■ TASK TO CARRY OUT: Set down the full listing exactly, character for character.

[begin GIVEN DATA]

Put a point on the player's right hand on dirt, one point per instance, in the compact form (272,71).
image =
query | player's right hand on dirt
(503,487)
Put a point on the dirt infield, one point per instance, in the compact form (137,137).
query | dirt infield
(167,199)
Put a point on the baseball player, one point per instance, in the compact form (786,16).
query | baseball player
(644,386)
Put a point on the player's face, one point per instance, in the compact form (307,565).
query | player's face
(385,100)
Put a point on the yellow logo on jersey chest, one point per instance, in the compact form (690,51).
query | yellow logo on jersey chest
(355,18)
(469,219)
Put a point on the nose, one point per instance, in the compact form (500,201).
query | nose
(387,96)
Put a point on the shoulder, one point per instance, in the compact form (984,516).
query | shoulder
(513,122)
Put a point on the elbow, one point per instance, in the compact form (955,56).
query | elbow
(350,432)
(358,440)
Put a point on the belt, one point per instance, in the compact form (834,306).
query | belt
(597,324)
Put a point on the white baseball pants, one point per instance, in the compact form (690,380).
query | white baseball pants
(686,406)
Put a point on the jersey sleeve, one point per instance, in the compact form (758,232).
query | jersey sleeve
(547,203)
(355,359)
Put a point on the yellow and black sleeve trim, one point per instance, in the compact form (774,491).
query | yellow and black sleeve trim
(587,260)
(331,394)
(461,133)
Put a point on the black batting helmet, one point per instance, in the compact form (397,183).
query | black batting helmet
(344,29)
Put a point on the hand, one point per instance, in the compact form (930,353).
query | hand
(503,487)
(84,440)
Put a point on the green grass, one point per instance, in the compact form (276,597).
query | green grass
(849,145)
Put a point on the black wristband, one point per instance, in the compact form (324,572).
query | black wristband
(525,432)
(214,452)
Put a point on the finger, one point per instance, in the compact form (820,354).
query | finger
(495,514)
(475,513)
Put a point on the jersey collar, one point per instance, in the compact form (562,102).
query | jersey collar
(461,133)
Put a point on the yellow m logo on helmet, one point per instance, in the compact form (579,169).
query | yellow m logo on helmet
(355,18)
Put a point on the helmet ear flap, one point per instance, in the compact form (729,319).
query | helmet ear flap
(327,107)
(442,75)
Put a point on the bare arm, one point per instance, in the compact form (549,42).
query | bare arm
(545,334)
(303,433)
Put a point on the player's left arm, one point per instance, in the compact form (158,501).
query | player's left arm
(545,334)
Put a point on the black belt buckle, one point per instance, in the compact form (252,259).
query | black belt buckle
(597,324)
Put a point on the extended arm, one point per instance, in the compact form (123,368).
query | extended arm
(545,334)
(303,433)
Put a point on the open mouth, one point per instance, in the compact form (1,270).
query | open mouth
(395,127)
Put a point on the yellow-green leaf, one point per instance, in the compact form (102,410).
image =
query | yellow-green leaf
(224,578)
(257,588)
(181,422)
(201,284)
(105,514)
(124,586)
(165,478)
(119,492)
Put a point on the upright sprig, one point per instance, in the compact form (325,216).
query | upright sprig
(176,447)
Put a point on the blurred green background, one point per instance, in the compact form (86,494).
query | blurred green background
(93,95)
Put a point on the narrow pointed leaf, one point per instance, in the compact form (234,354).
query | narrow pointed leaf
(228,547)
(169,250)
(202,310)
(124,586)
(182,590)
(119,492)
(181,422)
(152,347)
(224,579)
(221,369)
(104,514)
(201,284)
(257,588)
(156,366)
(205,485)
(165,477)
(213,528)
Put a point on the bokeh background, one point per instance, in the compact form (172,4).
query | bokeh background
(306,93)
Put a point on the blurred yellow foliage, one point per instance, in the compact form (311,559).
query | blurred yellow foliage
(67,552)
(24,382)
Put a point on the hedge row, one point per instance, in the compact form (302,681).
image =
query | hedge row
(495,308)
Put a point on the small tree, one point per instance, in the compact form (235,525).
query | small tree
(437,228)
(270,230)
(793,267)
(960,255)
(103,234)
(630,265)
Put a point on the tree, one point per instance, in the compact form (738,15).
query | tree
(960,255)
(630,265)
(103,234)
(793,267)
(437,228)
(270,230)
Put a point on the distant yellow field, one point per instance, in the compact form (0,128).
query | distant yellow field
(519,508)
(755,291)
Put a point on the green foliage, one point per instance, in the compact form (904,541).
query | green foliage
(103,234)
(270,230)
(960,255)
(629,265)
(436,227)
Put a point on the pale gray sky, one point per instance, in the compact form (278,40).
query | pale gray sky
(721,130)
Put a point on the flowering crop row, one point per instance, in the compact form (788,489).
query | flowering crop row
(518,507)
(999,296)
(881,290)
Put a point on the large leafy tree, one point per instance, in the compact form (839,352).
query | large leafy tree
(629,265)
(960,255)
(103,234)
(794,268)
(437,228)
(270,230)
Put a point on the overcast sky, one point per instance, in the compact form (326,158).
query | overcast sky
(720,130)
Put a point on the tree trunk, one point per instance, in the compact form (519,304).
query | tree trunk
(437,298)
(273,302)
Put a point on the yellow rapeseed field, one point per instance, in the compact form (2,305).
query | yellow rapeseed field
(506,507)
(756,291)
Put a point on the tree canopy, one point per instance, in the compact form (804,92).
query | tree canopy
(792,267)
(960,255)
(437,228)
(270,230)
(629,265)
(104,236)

[end GIVEN DATA]

■ THE OUTPUT:
Put a point on the player's right hand on dirt, one point per instance, in the compact form (272,71).
image =
query | player's right hand on dirt
(503,487)
Put a point on the dirt infield, one point per instance, in the compact form (137,137).
query | dirt infield
(167,199)
Put a point on the baseball player, one point per instance, in the compact form (786,16).
query | baseball player
(644,386)
Put a point on the player's face, one point per instance, in the compact form (307,565).
query | player's face
(385,100)
Put a point on the yellow logo on jersey chest, one point per instance, in the compact form (690,51).
query | yellow logo on jersey chest
(355,18)
(469,219)
Put a point on the nose, one point per instance, in the compact form (500,201).
query | nose
(387,96)
Put a point on the shoulder, one point per instance, in the compact form (984,516).
query | shoulder
(513,122)
Put a point on the elbow, one point per instance, in the compact form (955,56).
query | elbow
(350,432)
(358,440)
Put a point on the belt, one point per instance, in the compact form (834,306).
query | belt
(597,324)
Put a point on the white baseball pants, one point per instance, in the compact form (690,380).
query | white baseball pants
(686,406)
Put a point on the jersey sleeve, one point per instance, in the compact form (758,232).
query | jersey sleeve
(547,203)
(355,359)
Put a point on the yellow and black sleeve trim, one point per instance, in the compact form (774,491).
query | yellow and black sleeve trim
(587,260)
(331,394)
(461,133)
Put a point on the black batting helmet, one point per instance, in the compact form (397,183).
query | black batting helmet
(344,29)
Put a point on the hand, one point per instance, in the compact form (930,353).
query | hand
(503,487)
(84,440)
Put a point on the green grass, one point per instance, in the compact form (276,597).
query | green grass
(849,145)
Put a point on the black wristband, one point per instance, in the compact form (324,572).
query | black wristband
(525,432)
(214,452)
Put a point on the finger, one point per instance, in the compact form (820,354).
query | finger
(495,514)
(475,513)
Put a point on the jersey collar, one point per instance, in the compact form (562,102).
query | jersey collar
(461,133)
Put a point on the yellow m logo on helmet, one point per instance, in the compact form (579,169).
query | yellow m logo on helmet
(355,18)
Put a point on the helmet ear flap, one point per instance, in the compact form (729,319).
query | helmet ear flap
(327,107)
(442,75)
Put a point on the bare arm, one point per instance, in the compact form (549,42).
query | bare arm
(545,334)
(303,433)
Put a point on the player's left arm, one point per instance, in the compact form (158,501).
query | player's left arm
(545,334)
Put a point on the black belt buckle, one point per instance, in the compact form (252,259).
query | black belt buckle
(597,324)
Put a point on the extended arm, one point per instance, in the compact form (123,368).
query | extended arm
(545,334)
(303,433)
Put a point on the open mouth, one point per instance, in the compact form (1,270).
query | open mouth
(395,127)
Put a point on the yellow-green leaf, one point per instance, in the compact form (102,410).
image =
query | yellow-green leaf
(224,578)
(257,588)
(181,422)
(201,284)
(105,514)
(124,586)
(165,478)
(119,492)
Put a point on the upright sprig, one point per instance, in the compact form (325,216).
query | upright sprig
(176,447)
Put a point on the blurred green background, one point per instance, in the compact form (86,494).
query | blurred green background
(93,95)
Put a point on the narrow pointed leaf, one point per instance, in the compact form (234,354).
query | narrow pointed leaf
(228,547)
(169,250)
(202,310)
(124,586)
(182,590)
(119,492)
(181,422)
(152,347)
(224,579)
(221,369)
(104,514)
(201,284)
(257,588)
(156,366)
(205,485)
(165,477)
(213,528)
Put a point on the bokeh background, one point per instance, in the compact form (172,4).
query | bokeh background
(306,93)
Put a point on the blurred yellow foliage, one point per instance, in the compact form (311,559).
query | blurred yellow foliage
(67,552)
(24,382)
Put a point on the hedge row, one point per instance, in the compact form (302,681).
image =
query | hedge row
(495,308)
Put a point on the small tree, one point per instance, in the compact form (235,525).
query | small tree
(437,228)
(270,230)
(793,267)
(960,255)
(103,234)
(630,265)
Put a point on the tree, one point per instance, in the compact form (738,15).
query | tree
(960,255)
(630,265)
(103,234)
(793,267)
(437,228)
(270,230)
Put a point on the distant yellow field, one point per instance, in the compact form (0,128).
query | distant yellow field
(519,508)
(755,291)
Put a point on the green foliage, one point per instance, in the compact form (904,541).
query | green foliage
(103,234)
(270,230)
(960,255)
(629,265)
(436,227)
Put a point on the pale gray sky, one point per instance, in the compact form (278,40).
query | pale gray sky
(721,130)
Put a point on the flowering crop row, one point per instance, in the compact form (788,489).
query | flowering crop row
(518,507)
(999,296)
(881,290)
Put a point on the large leafy tree, one point per instance, in the compact form (839,352).
query | large leafy tree
(629,265)
(960,255)
(103,234)
(794,268)
(437,228)
(270,230)
Put a point on the overcast sky, one point per instance, in the compact form (326,158).
query | overcast sky
(720,130)
Put a point on the tree trunk, one point per instance, in the compact form (519,304).
query | tree trunk
(437,298)
(273,302)
Put a point on the yellow rapeseed field, one point per instance, in the compact form (2,305).
query | yellow rapeseed field
(506,507)
(756,291)
Put a point on the tree canopy, one point per instance, in the compact form (804,92).
query | tree canopy
(792,267)
(960,255)
(437,228)
(270,230)
(629,265)
(104,236)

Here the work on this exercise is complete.